● Short task: Reproduce the records below exactly, leaving out any pictures.

● Data excerpts:

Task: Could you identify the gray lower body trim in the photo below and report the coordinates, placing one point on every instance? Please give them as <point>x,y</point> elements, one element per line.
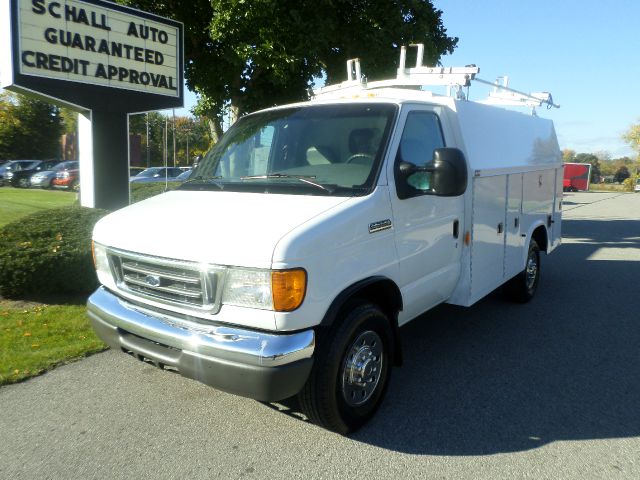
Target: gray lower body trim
<point>253,364</point>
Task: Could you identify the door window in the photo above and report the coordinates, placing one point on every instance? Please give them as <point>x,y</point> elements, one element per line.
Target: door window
<point>421,136</point>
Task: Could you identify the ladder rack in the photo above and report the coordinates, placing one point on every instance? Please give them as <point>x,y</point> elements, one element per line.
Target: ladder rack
<point>451,77</point>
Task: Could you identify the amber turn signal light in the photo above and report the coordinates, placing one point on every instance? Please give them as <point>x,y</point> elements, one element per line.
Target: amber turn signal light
<point>288,288</point>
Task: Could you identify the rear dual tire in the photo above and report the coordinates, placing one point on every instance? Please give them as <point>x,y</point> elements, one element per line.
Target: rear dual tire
<point>523,286</point>
<point>351,371</point>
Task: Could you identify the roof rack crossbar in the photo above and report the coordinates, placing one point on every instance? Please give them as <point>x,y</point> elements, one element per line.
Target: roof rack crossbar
<point>422,76</point>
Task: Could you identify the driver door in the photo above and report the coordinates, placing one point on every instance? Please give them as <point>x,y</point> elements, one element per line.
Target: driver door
<point>427,227</point>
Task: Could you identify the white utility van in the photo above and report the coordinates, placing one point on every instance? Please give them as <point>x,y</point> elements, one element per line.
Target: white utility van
<point>311,232</point>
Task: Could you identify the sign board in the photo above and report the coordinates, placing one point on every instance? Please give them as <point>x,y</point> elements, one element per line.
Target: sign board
<point>96,48</point>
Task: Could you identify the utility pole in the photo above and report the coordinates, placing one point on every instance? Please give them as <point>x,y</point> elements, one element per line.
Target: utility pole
<point>148,152</point>
<point>173,130</point>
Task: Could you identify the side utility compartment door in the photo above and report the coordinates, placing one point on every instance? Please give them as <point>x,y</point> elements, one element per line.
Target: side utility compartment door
<point>428,228</point>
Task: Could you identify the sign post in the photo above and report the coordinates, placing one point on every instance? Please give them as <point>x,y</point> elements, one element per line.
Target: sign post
<point>105,61</point>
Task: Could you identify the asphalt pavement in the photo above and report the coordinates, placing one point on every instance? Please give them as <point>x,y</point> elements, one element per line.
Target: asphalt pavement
<point>547,390</point>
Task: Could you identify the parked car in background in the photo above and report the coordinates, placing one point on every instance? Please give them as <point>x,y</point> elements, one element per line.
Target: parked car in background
<point>67,179</point>
<point>22,178</point>
<point>156,174</point>
<point>184,176</point>
<point>44,178</point>
<point>8,169</point>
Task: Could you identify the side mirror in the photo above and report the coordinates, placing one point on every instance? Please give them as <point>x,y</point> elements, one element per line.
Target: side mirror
<point>444,176</point>
<point>449,172</point>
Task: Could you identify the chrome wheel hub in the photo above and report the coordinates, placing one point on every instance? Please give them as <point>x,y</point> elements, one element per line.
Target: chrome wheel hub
<point>362,368</point>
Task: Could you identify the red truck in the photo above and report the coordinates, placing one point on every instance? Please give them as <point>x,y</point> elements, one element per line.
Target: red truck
<point>576,177</point>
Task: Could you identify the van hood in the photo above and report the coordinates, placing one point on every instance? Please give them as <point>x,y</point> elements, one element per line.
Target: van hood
<point>224,228</point>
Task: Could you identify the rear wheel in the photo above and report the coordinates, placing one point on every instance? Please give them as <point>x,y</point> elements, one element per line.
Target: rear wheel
<point>351,370</point>
<point>523,286</point>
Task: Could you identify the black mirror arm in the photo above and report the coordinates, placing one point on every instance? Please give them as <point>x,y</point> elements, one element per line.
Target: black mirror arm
<point>408,168</point>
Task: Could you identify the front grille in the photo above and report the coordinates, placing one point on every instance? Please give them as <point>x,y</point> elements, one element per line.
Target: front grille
<point>166,281</point>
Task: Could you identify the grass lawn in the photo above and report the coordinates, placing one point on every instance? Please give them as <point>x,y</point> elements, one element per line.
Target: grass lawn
<point>18,202</point>
<point>36,338</point>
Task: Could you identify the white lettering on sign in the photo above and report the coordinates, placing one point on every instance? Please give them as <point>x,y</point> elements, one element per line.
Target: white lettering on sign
<point>82,42</point>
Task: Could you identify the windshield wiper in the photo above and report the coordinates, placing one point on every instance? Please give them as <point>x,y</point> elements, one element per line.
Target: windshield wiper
<point>205,181</point>
<point>302,178</point>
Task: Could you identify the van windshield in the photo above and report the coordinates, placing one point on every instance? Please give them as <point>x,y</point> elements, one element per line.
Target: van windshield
<point>311,150</point>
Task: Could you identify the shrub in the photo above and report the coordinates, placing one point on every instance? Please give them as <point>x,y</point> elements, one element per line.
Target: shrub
<point>48,252</point>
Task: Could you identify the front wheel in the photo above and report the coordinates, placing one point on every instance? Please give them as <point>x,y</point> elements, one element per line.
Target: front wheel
<point>351,370</point>
<point>523,286</point>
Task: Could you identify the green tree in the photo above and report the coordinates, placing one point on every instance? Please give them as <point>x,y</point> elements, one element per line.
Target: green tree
<point>632,137</point>
<point>243,56</point>
<point>155,141</point>
<point>190,132</point>
<point>622,173</point>
<point>29,128</point>
<point>595,164</point>
<point>568,155</point>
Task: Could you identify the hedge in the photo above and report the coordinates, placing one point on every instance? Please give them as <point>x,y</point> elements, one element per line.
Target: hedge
<point>48,252</point>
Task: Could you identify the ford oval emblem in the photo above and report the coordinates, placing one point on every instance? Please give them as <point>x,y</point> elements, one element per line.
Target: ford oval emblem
<point>152,280</point>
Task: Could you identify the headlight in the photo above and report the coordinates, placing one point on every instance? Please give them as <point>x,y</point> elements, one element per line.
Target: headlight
<point>279,290</point>
<point>101,262</point>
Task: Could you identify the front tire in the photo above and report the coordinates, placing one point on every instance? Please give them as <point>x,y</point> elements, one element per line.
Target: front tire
<point>351,370</point>
<point>523,286</point>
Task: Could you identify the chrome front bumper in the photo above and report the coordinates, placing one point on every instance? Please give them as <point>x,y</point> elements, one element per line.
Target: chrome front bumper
<point>254,364</point>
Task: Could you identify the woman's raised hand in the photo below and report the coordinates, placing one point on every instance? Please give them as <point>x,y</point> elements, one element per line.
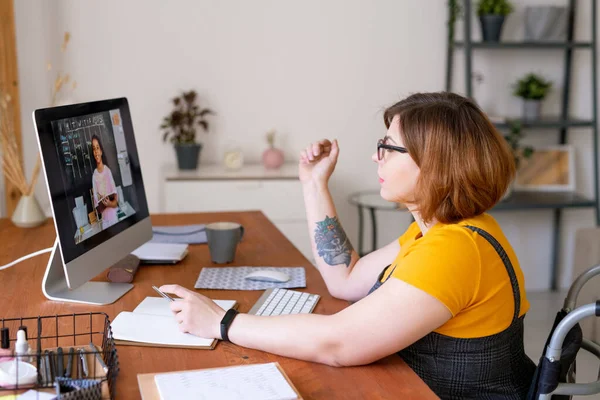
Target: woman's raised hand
<point>318,161</point>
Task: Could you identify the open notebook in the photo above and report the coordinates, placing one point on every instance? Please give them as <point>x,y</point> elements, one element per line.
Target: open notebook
<point>253,381</point>
<point>152,324</point>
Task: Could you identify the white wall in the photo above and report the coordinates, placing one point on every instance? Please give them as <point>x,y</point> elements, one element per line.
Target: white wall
<point>310,69</point>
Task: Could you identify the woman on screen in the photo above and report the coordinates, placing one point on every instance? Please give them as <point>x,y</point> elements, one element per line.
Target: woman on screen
<point>103,185</point>
<point>448,295</point>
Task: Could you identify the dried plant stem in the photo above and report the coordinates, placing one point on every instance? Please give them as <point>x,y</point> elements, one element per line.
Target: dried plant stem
<point>34,176</point>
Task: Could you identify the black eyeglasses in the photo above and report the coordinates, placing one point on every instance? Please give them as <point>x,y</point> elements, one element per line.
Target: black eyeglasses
<point>382,146</point>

● Exercise answer:
Task: Could you identify the gray lower body trim in the photo below and report the coordinates, placing one point on every instance? Please give them as <point>x,y</point> elements, one element per line.
Target: gray lower body trim
<point>253,364</point>
Task: Could you identify the door window in the photo above and report the coordinates, placing one point on every instance? Please give them as <point>x,y</point> elements, one element per line.
Target: door window
<point>421,136</point>
Task: Could you identify the ladder rack in the photo above and report the coordinates, placing one point on every instance? Please give them as <point>x,y</point> elements, one element per line.
Target: ladder rack
<point>451,77</point>
Task: Could you identify the amber turn signal light in the photo above and report the coordinates, placing one point on every instance? Please give them as <point>x,y</point> elements, one element per line.
Target: amber turn signal light
<point>288,288</point>
Task: Could you identify the rear dual tire in the photo above and report the coordinates, placing one point on every instance? Please give them as <point>x,y</point> elements, one element per line.
Target: rear dual tire
<point>523,286</point>
<point>351,371</point>
Task: Could you identify the roof rack crossbar in the photo above and report the coordinates, placing one point on every instance? Please give them as <point>x,y</point> elements, one element per line.
Target: roof rack crossbar
<point>422,76</point>
Task: Could you identify the driver door in the photo above and report the coordinates, placing one point on every instance? Please give them as <point>x,y</point> elements, one element per line.
Target: driver door
<point>427,227</point>
Task: Could you identify the white utility van in the photo above and report the coordinates, placing one point on every instance? Please give them as <point>x,y</point> elements, one element per line.
Target: white utility van
<point>311,232</point>
Task: Could you identify the sign board in the photo above and report the coordinates, placing one point on every instance? Please give them as <point>x,y</point> elements, one element per line.
Target: sign board
<point>96,48</point>
Task: Could you identify the utility pole in the photo above and report the coordinates, placing one point on every instance? Please give them as <point>x,y</point> elements, one element per line.
Target: utility pole
<point>148,152</point>
<point>173,130</point>
Task: Could you identify the side utility compartment door in the photo above and report the coordinates, placing one point on every instance? Please give them as <point>x,y</point> elements, one element per line.
Target: side utility compartment door
<point>428,228</point>
Task: Could you identify the sign post in the photo above and report the coordinates, placing one point on every instance? Please give them as <point>x,y</point> elements, one element per line.
Target: sign post
<point>105,61</point>
Task: Could you identify the asphalt pavement in the photo above and report the coordinates, placing one point on every instance? Please give them as <point>x,y</point> elements, one element per line.
Target: asphalt pavement
<point>547,390</point>
Task: Could you identify the parked car in background in the photo above and report the coordinates, placing one point on every instance? Please give them as <point>x,y</point> elements, one element per line.
Target: parked car in background
<point>67,179</point>
<point>22,178</point>
<point>156,174</point>
<point>184,176</point>
<point>44,178</point>
<point>8,169</point>
Task: Could you identify the side mirror in the photo above and report the coordinates, placing one point on every instance? Please give them as <point>x,y</point> elements, one element per line.
Target: side mirror
<point>444,176</point>
<point>449,172</point>
Task: Could you identify the chrome wheel hub in the photo above and report the coordinates, placing one point on every instance? Please give them as <point>x,y</point> elements, one element per line.
Target: chrome wheel hub
<point>362,368</point>
Task: Could you identify the red truck in the photo above and report the coordinates, placing one point on every instance? Please give them as <point>x,y</point> elements, one element per line.
Target: red truck
<point>576,177</point>
Task: Could you identify the van hood in the photo above and report the coordinates, placing one point on every instance? Please give them as <point>x,y</point> elements, one element per line.
Target: van hood
<point>224,228</point>
Task: Could you identify the rear wheel in the photo above and report the coordinates, placing one point on every instance? Please give them as <point>x,y</point> elements, one element per line.
Target: rear wheel
<point>351,370</point>
<point>523,286</point>
Task: Could you identify the black mirror arm in the photo above and report the coordinates, placing one point on every instance? Please give them as <point>x,y</point> elements, one element per line.
Target: black mirror arm
<point>408,168</point>
Task: Could you identify the front grille in the photo above and report the coordinates, placing one point on every instance? Please give them as <point>x,y</point> elements, one element per line.
Target: front grille
<point>166,281</point>
Task: Could you identify the grass lawn in the photo above and report the coordinates, placing one point on every instance? Please give them as <point>x,y</point> elements, one element per line.
Target: grass lawn
<point>18,202</point>
<point>36,338</point>
Task: Could you identify the white lettering on sign in the photo above and report the coordinates, placing one point on every instance? Please give them as <point>x,y</point> elements, one element per line.
Target: white lettering on sign
<point>82,42</point>
Task: Could you identify the windshield wiper in the photo above and report the coordinates, placing one point on every instance? Please give them as <point>x,y</point> elements, one element per line.
Target: windshield wiper
<point>205,181</point>
<point>302,178</point>
Task: Could you identify the van windshield in the photo above and report the coordinates, placing one point on every instance? Please give them as <point>x,y</point> elements, one element per line.
Target: van windshield
<point>311,150</point>
Task: Could you identify the shrub in the photo above and report the coordinates, placing one point on every instance? Please give them as <point>x,y</point> elements, one element per line.
Target: shrub
<point>48,252</point>
Task: Could you identify the front wheel in the photo above and report the coordinates, placing one point on every instance? Please give them as <point>x,y</point> elements, one element per line.
Target: front wheel
<point>351,370</point>
<point>523,286</point>
Task: Could you identify the green tree in the photo above and report the coordinates, placing one point on every instance? Please give them as <point>x,y</point> elements, one element per line.
Target: green tree
<point>632,137</point>
<point>243,56</point>
<point>155,141</point>
<point>190,132</point>
<point>622,173</point>
<point>29,128</point>
<point>595,164</point>
<point>568,155</point>
Task: Could you identify the hedge in the photo above and report the coordinates, placing one point on every instance? Please give them as <point>x,y</point> elements, one element per line.
Target: hedge
<point>48,252</point>
Task: Could you identify the ford oval emblem in the photo above and report the coordinates, placing one point on every instance? Please give them as <point>x,y</point> elements, one element per line.
Target: ford oval emblem
<point>152,280</point>
Task: Could you identify the headlight in the photo above and report the coordinates, placing one point on every instance? Please give them as <point>x,y</point> elements, one element per line.
Target: headlight
<point>279,290</point>
<point>101,262</point>
Task: Could you identify the front tire in the photo above and report the coordinates, placing one point on every instance? Please give them as <point>x,y</point> elements, one element per line.
Target: front tire
<point>351,370</point>
<point>523,286</point>
Task: Could you identify the chrome front bumper in the photo above and report the coordinates, placing one point on every instance? Please give them as <point>x,y</point> elements, one element per line.
Target: chrome front bumper
<point>254,364</point>
Task: Could you identify the woman's raised hand in the photo below and report the coordinates, placing one point on every instance? Please give them as <point>x,y</point> elements, one element per line.
Target: woman's raised hand
<point>318,161</point>
Task: Could you identify the open notebook in the photo above and report the coordinates, placing one point on every instance? Please give them as <point>x,y</point> elements, one element per line.
Target: open notebook
<point>253,381</point>
<point>152,324</point>
Task: Could you identify the white wall in the photo above and report the coordinates, placing one point on every instance? Please give them as <point>x,y</point> elements, one element per line.
Target: white wall
<point>310,69</point>
Task: Could you identify the woman on screen in the photo above and report the coordinates, placing one point on every instance? Please give them as <point>x,y</point> elements, one element per line.
Target: woman on screen
<point>103,185</point>
<point>448,295</point>
Task: Could you identify the dried plant stem in the photo above and report the coordinates, placing one point on every instance? Please give them as <point>x,y</point> elements, one element per line.
Target: dried plant stem
<point>34,176</point>
Task: Could you identify the black eyeglasses in the photo above and report the coordinates, placing one point on every instance? Please give them as <point>x,y</point> elements, one element per line.
Target: black eyeglasses
<point>382,146</point>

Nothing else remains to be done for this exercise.